::: Dataset extract
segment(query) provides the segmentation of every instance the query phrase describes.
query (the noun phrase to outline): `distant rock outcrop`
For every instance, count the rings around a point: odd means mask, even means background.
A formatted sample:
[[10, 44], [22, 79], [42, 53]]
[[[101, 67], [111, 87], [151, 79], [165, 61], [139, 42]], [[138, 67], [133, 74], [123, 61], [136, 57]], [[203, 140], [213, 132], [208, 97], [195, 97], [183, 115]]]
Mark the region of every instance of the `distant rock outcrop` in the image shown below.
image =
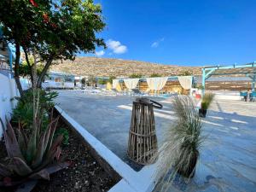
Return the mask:
[[96, 57], [77, 57], [75, 61], [63, 61], [53, 65], [50, 70], [78, 76], [93, 75], [97, 77], [128, 77], [134, 73], [143, 76], [150, 76], [154, 73], [175, 76], [187, 72], [192, 73], [194, 75], [201, 74], [199, 67], [178, 67], [177, 65]]

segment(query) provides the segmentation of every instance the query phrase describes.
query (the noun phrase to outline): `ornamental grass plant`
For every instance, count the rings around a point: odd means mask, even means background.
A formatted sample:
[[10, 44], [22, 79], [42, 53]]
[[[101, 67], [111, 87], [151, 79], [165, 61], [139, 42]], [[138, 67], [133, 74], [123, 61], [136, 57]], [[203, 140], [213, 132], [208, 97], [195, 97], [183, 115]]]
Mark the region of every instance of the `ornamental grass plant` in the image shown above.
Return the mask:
::::::
Work to do: Reproduce every item above word for word, leaving out the pictures.

Written response:
segment(query) provides the segmentation of every instance the query phrase describes.
query (the noun phrase to outline): `distant rock outcrop`
For every instance, count the rings around a point: odd means mask, even means background.
A formatted sample:
[[10, 44], [22, 79], [42, 53]]
[[[101, 67], [111, 87], [151, 79], [165, 61], [139, 42]], [[138, 67], [133, 74], [123, 61], [136, 57]], [[203, 140], [213, 132], [208, 97], [195, 97], [183, 115]]]
Mark the region of every instance of the `distant rock outcrop` in the image shown below.
image =
Return the mask:
[[96, 57], [77, 57], [75, 61], [63, 61], [53, 65], [50, 70], [78, 76], [93, 75], [97, 77], [128, 77], [134, 73], [143, 76], [150, 76], [154, 73], [175, 76], [187, 72], [192, 73], [194, 75], [201, 74], [199, 67], [178, 67], [177, 65]]

segment(query) provides the segmentation of every instance the query phrase describes.
query (the noun phrase to outline): `ornamental grass plant`
For every instance, count the rings around a point: odd means mask, even means background.
A formatted sample:
[[10, 44], [22, 79], [42, 53]]
[[[101, 67], [111, 87], [151, 79], [165, 61], [139, 42]], [[138, 67], [133, 74], [123, 61], [136, 57]], [[203, 140], [213, 132], [208, 97], [195, 97], [183, 115]]]
Mark the region of every instance of the `ornamental grass plant` in the image shown above.
Return the mask:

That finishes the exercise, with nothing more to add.